• **Given passage**:
══════

There seems to be a steady stream of books offering breathless predictions about the death of advertising and, by extension, agencies.

I’ve recently come to believe that the Chicken Littles who squawk loudest about the perils of not embracing the new normal in marketing are secretly rooted in the past.

Good marketing professionals – marketers and agencies alike – realized this several years ago, adapted and got on with things. Successful companies tend to do this. Others don’t. They go out of business. Just as Mr. Darwin predicted.  Moreover, the next generation of talent streaming into the marketing field are probably clueless as to what these authors are debating. If you want to make a 25-year-old ROTFL (whether they be a brand manager or a copywriter), refer to the web as “new media.”

Those who still go on about the how the business is changing do so because deep down they still use the wonder years of network television and national magazines as the yardstick by which to measure change.

The new normal banishes words like "traditional" and "nontraditional." Is a print ad with an embedded QR code traditional? Or how about bus board with a mobile call-to-action? You get the point.

The new normal doesn’t view "brand" through the narrow lens of a product’s TV or print campaign because consumers build brand impressions through a complex mix of first-hand experiences, peer opinions and, yes, intangible and emotional imagery.

The new normal views interactive media as a powerful brand-building medium because it has the ability to inspire deep engagement, expose customers to peer reviews and immerse customers in highly emotional brand narratives.

The new normal embraces media as a source of creativity, not as the pipes through which we beam ideas. The context in which we appear in a customer’s life is often as important as what we say.

══════

• **Stored data**:
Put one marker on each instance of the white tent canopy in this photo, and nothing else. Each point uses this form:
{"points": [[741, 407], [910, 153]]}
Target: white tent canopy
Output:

══════

• **Work request 1**: According to the marketing passage, what do those who still go on about how the business is changing use as the yardstick for measuring change?
• **Work request 2**: Rewrite the marketing passage starting with "I’ve recently come" and going on through "to measure change.", renaming "Chicken Littles" to "doomsayers".
• **Work request 3**: Summarize the marketing passage in two sentences.

• **Task output 1**: The wonder years of network television and national magazines.

• **Task output 2**:
I’ve recently come to believe that the doomsayers who squawk loudest about the perils of not embracing the new normal in marketing are secretly rooted in the past.

Good marketing professionals – marketers and agencies alike – realized this several years ago, adapted and got on with things. Successful companies tend to do this. Others don’t. They go out of business. Just as Mr. Darwin predicted.  Moreover, the next generation of talent streaming into the marketing field are probably clueless as to what these authors are debating. If you want to make a 25-year-old ROTFL (whether they be a brand manager or a copywriter), refer to the web as “new media.”

Those who still go on about the how the business is changing do so because deep down they still use the wonder years of network television and national magazines as the yardstick by which to measure change.

• **Task output 3**: Despite a steady stream of books predicting the death of advertising and agencies, the writer believes the loudest alarmists are rooted in the past and measure change against network television and national magazines, while good marketers adapted several years ago. The new normal drops labels like "traditional" and "nontraditional," sees brand impressions as built from a complex mix of experiences, peer opinions and emotional imagery, values interactive media for brand-building, and treats media as a source of creativity.